Text-to-region grounding data
# # # # #

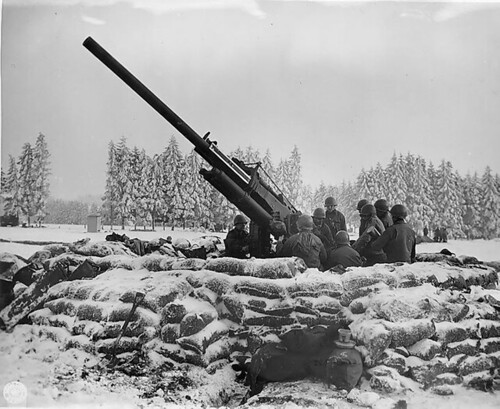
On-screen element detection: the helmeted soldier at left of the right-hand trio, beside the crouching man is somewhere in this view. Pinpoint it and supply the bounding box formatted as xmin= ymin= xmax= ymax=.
xmin=352 ymin=204 xmax=387 ymax=266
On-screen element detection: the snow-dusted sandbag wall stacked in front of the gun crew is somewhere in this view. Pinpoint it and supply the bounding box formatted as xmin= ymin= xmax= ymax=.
xmin=0 ymin=242 xmax=500 ymax=391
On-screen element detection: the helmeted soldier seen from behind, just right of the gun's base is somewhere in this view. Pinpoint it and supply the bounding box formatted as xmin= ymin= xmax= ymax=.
xmin=277 ymin=214 xmax=327 ymax=270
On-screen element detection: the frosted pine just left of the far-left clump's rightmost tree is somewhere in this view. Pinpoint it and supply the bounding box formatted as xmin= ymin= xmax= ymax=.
xmin=18 ymin=142 xmax=37 ymax=226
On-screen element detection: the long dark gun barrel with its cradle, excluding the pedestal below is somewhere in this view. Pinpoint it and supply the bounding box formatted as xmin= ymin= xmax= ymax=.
xmin=83 ymin=37 xmax=297 ymax=255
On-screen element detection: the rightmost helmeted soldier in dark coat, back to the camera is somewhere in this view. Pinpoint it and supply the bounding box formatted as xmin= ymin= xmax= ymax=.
xmin=372 ymin=204 xmax=417 ymax=263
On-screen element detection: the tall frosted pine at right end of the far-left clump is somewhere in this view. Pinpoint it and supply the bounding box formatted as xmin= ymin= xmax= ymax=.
xmin=33 ymin=132 xmax=50 ymax=223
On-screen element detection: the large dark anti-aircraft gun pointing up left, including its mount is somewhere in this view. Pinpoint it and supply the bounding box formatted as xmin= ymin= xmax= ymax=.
xmin=83 ymin=37 xmax=300 ymax=257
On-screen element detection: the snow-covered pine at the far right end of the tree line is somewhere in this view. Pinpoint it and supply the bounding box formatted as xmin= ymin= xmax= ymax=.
xmin=480 ymin=166 xmax=500 ymax=239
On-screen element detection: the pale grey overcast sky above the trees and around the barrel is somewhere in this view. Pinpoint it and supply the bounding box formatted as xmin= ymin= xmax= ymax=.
xmin=1 ymin=0 xmax=500 ymax=199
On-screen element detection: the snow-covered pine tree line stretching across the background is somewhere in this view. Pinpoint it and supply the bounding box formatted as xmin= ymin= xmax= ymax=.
xmin=2 ymin=134 xmax=500 ymax=239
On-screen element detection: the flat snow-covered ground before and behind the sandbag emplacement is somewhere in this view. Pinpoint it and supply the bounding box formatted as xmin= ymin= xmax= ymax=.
xmin=0 ymin=225 xmax=500 ymax=409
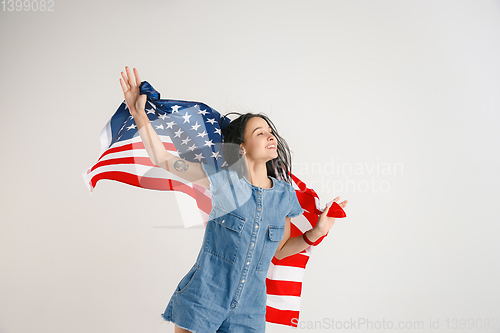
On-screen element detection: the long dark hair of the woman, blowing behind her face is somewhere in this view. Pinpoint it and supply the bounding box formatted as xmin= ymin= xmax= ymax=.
xmin=218 ymin=112 xmax=292 ymax=184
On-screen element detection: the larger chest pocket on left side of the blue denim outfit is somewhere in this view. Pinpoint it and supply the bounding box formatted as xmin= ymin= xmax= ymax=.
xmin=203 ymin=206 xmax=246 ymax=263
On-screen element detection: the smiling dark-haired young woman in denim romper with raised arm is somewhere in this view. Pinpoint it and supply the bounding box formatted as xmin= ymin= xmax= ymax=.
xmin=120 ymin=67 xmax=347 ymax=333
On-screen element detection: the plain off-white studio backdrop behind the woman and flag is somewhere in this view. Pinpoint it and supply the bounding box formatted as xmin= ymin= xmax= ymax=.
xmin=0 ymin=0 xmax=500 ymax=333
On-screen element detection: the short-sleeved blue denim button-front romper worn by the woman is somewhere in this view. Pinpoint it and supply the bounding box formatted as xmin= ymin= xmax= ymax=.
xmin=162 ymin=163 xmax=303 ymax=333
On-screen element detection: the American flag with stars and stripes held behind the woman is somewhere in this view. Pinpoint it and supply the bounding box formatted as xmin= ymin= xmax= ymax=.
xmin=83 ymin=81 xmax=334 ymax=327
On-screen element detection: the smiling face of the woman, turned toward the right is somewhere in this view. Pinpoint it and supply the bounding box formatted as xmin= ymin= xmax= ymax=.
xmin=240 ymin=117 xmax=278 ymax=163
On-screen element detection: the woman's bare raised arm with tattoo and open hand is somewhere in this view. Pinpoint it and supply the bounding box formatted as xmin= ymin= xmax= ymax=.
xmin=120 ymin=67 xmax=210 ymax=189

# # # # #

What needs to be done: Give back, exactly and with nothing added, the lines from the line containing "On-screen element detection: the smiling face" through the final line of the records above, both of them included.

Answer to the exercise:
On-screen element detection: the smiling face of the woman, turned toward the right is somewhere in this view. Pinpoint it and supply the bounding box formatted as xmin= ymin= xmax= ymax=.
xmin=240 ymin=117 xmax=278 ymax=163
On-screen element detection: the woman's bare raised arm with tattoo and open hand is somewhere in this view. Pinpoint it and supply the bounding box formatted as xmin= ymin= xmax= ymax=.
xmin=120 ymin=67 xmax=210 ymax=189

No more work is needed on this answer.